→ Supplied records:
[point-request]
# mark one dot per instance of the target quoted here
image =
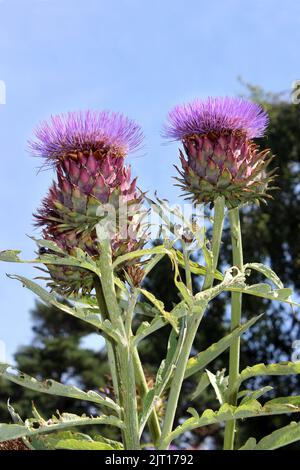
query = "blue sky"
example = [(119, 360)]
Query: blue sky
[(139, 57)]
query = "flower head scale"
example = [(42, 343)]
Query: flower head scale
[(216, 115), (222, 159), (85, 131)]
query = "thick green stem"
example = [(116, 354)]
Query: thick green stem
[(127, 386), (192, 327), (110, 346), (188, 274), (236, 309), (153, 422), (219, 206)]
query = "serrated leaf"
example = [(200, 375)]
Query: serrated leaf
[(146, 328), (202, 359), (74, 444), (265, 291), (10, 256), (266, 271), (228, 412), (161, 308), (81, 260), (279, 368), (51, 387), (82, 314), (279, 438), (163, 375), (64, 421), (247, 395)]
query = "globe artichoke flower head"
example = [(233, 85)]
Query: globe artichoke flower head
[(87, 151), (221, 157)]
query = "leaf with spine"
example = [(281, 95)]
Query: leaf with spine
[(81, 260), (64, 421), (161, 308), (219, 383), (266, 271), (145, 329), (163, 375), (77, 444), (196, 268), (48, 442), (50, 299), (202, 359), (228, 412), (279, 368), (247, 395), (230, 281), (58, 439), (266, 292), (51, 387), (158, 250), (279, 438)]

==

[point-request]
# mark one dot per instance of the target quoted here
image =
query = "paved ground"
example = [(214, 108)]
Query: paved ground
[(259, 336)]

→ Given instruction: Select every line of the rows above that contains the string "ground", treating uppercase and lowercase as different.

→ Result of the task:
query = "paved ground"
Query: paved ground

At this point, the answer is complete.